**Task directions**
Update the items below by replacing every "formatted like" with "in this format". Leave everything else unchanged.

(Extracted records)
____________________
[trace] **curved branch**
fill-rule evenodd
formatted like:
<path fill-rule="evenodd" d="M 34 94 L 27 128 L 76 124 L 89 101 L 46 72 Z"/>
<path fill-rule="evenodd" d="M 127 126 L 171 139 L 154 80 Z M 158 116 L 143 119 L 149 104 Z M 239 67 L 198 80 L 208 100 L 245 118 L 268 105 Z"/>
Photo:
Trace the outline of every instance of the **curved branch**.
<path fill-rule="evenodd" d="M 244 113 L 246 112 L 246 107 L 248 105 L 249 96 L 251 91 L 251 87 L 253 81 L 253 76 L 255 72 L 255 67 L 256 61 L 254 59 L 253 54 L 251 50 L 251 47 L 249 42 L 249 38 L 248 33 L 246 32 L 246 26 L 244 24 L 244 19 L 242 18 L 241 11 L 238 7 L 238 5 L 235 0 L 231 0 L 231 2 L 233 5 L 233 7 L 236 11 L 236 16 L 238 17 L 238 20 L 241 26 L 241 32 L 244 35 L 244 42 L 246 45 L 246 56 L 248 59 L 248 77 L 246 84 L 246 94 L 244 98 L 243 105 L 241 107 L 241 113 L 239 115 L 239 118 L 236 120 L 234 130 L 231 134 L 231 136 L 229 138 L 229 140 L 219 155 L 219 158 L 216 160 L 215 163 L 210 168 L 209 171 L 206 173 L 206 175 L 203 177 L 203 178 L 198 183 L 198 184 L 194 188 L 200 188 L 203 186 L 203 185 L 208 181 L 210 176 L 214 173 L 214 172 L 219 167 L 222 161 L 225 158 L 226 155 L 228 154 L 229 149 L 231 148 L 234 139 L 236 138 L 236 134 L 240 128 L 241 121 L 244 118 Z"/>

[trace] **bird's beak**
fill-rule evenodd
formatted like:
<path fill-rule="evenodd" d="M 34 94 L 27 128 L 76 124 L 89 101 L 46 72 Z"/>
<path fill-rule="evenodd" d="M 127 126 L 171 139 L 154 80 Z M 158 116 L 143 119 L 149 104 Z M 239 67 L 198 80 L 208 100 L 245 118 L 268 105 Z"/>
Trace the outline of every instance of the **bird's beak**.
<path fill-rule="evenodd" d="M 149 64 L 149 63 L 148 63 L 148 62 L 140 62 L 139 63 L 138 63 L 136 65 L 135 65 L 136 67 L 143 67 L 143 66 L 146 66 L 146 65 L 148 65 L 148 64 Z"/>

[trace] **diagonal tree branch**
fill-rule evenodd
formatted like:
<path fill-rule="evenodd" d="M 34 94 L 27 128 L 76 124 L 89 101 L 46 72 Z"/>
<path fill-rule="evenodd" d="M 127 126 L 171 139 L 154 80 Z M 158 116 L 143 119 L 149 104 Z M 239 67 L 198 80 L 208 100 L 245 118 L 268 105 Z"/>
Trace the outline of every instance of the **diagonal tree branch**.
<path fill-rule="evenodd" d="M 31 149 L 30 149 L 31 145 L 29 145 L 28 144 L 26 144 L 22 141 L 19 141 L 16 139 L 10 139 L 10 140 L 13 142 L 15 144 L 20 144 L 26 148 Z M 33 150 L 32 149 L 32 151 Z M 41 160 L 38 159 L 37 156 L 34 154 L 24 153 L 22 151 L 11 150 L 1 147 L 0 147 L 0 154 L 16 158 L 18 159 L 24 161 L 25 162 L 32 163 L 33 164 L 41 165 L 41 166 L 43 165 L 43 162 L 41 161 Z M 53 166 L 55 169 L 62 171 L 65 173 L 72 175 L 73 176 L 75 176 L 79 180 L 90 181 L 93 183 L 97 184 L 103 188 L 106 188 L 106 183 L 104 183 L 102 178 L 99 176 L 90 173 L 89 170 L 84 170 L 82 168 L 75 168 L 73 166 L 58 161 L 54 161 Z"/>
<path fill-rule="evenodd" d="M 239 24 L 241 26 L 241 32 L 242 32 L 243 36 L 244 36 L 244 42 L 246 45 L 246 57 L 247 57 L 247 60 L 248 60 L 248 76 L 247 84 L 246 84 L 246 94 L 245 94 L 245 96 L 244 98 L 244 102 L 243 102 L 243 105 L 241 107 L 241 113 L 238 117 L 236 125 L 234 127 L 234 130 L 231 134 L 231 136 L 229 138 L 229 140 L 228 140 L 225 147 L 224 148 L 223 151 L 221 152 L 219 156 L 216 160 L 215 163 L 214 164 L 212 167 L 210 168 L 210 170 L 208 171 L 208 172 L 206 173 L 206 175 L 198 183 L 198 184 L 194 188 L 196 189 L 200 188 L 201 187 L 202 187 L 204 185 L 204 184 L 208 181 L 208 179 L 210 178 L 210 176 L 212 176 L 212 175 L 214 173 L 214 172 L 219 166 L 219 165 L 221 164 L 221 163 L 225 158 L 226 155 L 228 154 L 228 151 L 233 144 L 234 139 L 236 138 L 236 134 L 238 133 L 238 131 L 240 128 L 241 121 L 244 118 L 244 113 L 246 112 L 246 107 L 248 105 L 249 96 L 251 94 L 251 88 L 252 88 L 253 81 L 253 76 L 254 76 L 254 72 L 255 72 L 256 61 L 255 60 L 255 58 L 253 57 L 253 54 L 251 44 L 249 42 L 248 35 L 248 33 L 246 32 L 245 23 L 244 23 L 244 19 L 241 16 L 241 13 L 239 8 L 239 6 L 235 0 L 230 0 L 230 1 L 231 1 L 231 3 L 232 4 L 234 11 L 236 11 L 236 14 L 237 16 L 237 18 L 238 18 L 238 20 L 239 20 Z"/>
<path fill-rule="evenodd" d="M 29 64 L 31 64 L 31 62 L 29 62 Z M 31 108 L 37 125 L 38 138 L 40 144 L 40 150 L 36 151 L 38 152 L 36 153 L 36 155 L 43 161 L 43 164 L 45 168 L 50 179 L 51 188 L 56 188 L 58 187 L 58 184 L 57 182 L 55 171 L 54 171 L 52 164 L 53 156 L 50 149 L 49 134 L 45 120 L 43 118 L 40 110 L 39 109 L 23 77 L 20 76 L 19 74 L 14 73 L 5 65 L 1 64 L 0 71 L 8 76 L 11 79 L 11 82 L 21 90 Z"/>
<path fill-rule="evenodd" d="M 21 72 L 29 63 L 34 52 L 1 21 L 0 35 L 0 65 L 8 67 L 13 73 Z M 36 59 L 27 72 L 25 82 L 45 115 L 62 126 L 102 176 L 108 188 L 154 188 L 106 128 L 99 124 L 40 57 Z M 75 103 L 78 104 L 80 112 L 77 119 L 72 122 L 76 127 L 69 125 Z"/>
____________________
**The answer**
[trace] **curved branch**
fill-rule evenodd
in this format:
<path fill-rule="evenodd" d="M 34 94 L 27 128 L 76 124 L 89 101 L 46 72 Z"/>
<path fill-rule="evenodd" d="M 127 126 L 171 139 L 154 80 Z M 158 116 L 143 119 L 149 104 Z M 239 67 L 198 80 L 208 100 L 245 118 L 268 105 Z"/>
Photo:
Trace the outline of every instance of the **curved branch**.
<path fill-rule="evenodd" d="M 244 113 L 246 112 L 246 107 L 248 105 L 249 96 L 251 91 L 251 87 L 253 81 L 253 76 L 255 72 L 255 67 L 256 61 L 254 59 L 253 54 L 251 50 L 251 47 L 249 42 L 249 38 L 248 33 L 246 32 L 246 26 L 244 24 L 244 19 L 242 18 L 241 11 L 238 7 L 238 5 L 235 0 L 231 0 L 231 2 L 233 5 L 233 7 L 236 11 L 236 16 L 238 17 L 238 20 L 241 26 L 241 32 L 244 35 L 244 42 L 246 45 L 246 56 L 248 59 L 248 77 L 246 84 L 246 94 L 244 98 L 243 105 L 241 107 L 241 113 L 239 115 L 239 118 L 236 120 L 234 130 L 231 134 L 231 136 L 229 138 L 229 140 L 219 155 L 219 158 L 216 160 L 215 163 L 210 168 L 209 171 L 206 173 L 206 175 L 203 177 L 203 178 L 198 183 L 198 184 L 194 188 L 200 188 L 203 186 L 203 185 L 208 181 L 210 176 L 214 173 L 214 172 L 219 167 L 222 161 L 225 158 L 226 155 L 228 154 L 229 149 L 231 148 L 234 139 L 236 138 L 236 134 L 240 128 L 241 121 L 244 118 Z"/>

[trace] **bird's beak**
fill-rule evenodd
in this format:
<path fill-rule="evenodd" d="M 34 94 L 27 128 L 76 124 L 89 101 L 46 72 Z"/>
<path fill-rule="evenodd" d="M 127 126 L 171 139 L 154 80 Z M 158 116 L 143 119 L 149 104 Z M 239 67 L 198 80 L 208 100 L 245 118 L 268 105 Z"/>
Trace the outline of every instance of the **bird's beak**.
<path fill-rule="evenodd" d="M 149 64 L 149 63 L 148 63 L 148 62 L 140 62 L 139 63 L 138 63 L 136 65 L 135 65 L 136 67 L 143 67 L 143 66 L 146 66 L 146 65 L 148 65 L 148 64 Z"/>

[trace] **diagonal tree branch**
fill-rule evenodd
in this format:
<path fill-rule="evenodd" d="M 34 94 L 27 128 L 76 124 L 89 101 L 46 72 Z"/>
<path fill-rule="evenodd" d="M 127 126 L 171 139 L 154 80 Z M 158 116 L 143 119 L 149 104 Z M 239 67 L 198 80 L 208 100 L 245 118 L 268 105 Z"/>
Trace the outline of every instance of the **diagonal tree branch**.
<path fill-rule="evenodd" d="M 31 149 L 30 149 L 31 145 L 29 145 L 28 144 L 26 144 L 22 141 L 19 141 L 16 139 L 10 139 L 10 140 L 13 142 L 15 144 L 20 144 L 26 148 Z M 33 150 L 32 149 L 32 151 Z M 41 160 L 38 159 L 37 156 L 34 154 L 24 153 L 22 151 L 11 150 L 1 147 L 0 147 L 0 154 L 16 158 L 18 159 L 24 161 L 25 162 L 32 163 L 33 164 L 41 165 L 41 166 L 43 165 L 43 162 L 41 161 Z M 53 166 L 55 169 L 62 171 L 65 173 L 72 175 L 73 176 L 75 176 L 79 180 L 90 181 L 93 183 L 97 184 L 103 188 L 106 188 L 106 183 L 104 183 L 102 178 L 99 176 L 90 173 L 89 170 L 84 170 L 82 168 L 75 168 L 73 166 L 58 161 L 54 161 Z"/>
<path fill-rule="evenodd" d="M 239 24 L 241 26 L 241 32 L 242 32 L 243 36 L 244 36 L 244 42 L 246 45 L 246 57 L 247 57 L 247 60 L 248 60 L 248 76 L 247 84 L 246 84 L 246 94 L 245 94 L 245 96 L 244 98 L 244 102 L 243 102 L 243 105 L 241 107 L 241 113 L 238 117 L 236 125 L 234 127 L 234 130 L 231 134 L 231 136 L 229 138 L 229 140 L 228 140 L 225 147 L 224 148 L 223 151 L 221 152 L 219 156 L 216 160 L 215 163 L 214 164 L 212 167 L 210 168 L 210 170 L 208 171 L 208 172 L 206 173 L 206 175 L 198 183 L 198 184 L 194 188 L 196 189 L 200 188 L 201 187 L 202 187 L 204 185 L 204 184 L 208 181 L 208 179 L 210 178 L 210 176 L 212 176 L 212 175 L 214 173 L 214 172 L 219 166 L 219 165 L 221 164 L 221 163 L 225 158 L 226 155 L 228 154 L 228 151 L 233 144 L 234 139 L 236 138 L 236 134 L 238 133 L 238 131 L 240 128 L 241 121 L 244 118 L 244 113 L 246 112 L 246 107 L 248 105 L 249 96 L 251 94 L 251 88 L 252 88 L 253 81 L 253 76 L 254 76 L 254 72 L 255 72 L 256 61 L 255 60 L 255 58 L 253 57 L 253 54 L 251 44 L 249 42 L 248 35 L 248 33 L 246 32 L 245 23 L 244 23 L 244 19 L 241 16 L 241 13 L 239 8 L 239 6 L 235 0 L 230 0 L 230 1 L 231 1 L 231 3 L 232 4 L 234 11 L 236 11 L 236 14 L 237 16 L 237 18 L 238 18 L 238 20 L 239 20 Z"/>
<path fill-rule="evenodd" d="M 29 64 L 31 64 L 31 62 L 29 62 Z M 31 108 L 37 125 L 38 138 L 40 144 L 40 150 L 36 151 L 38 152 L 36 153 L 36 155 L 43 161 L 43 164 L 45 168 L 50 179 L 51 188 L 56 188 L 58 187 L 58 184 L 57 182 L 55 171 L 54 171 L 52 164 L 53 156 L 50 149 L 49 134 L 45 120 L 43 118 L 40 110 L 39 109 L 23 77 L 20 76 L 19 74 L 14 73 L 5 65 L 1 64 L 0 71 L 8 76 L 11 79 L 11 82 L 21 90 Z"/>
<path fill-rule="evenodd" d="M 21 72 L 29 63 L 34 52 L 1 21 L 0 35 L 0 65 L 8 67 L 13 73 Z M 36 59 L 27 72 L 25 82 L 45 115 L 62 126 L 102 176 L 108 188 L 154 188 L 106 128 L 99 124 L 40 57 Z M 75 103 L 78 104 L 80 112 L 77 119 L 72 122 L 76 127 L 69 125 Z"/>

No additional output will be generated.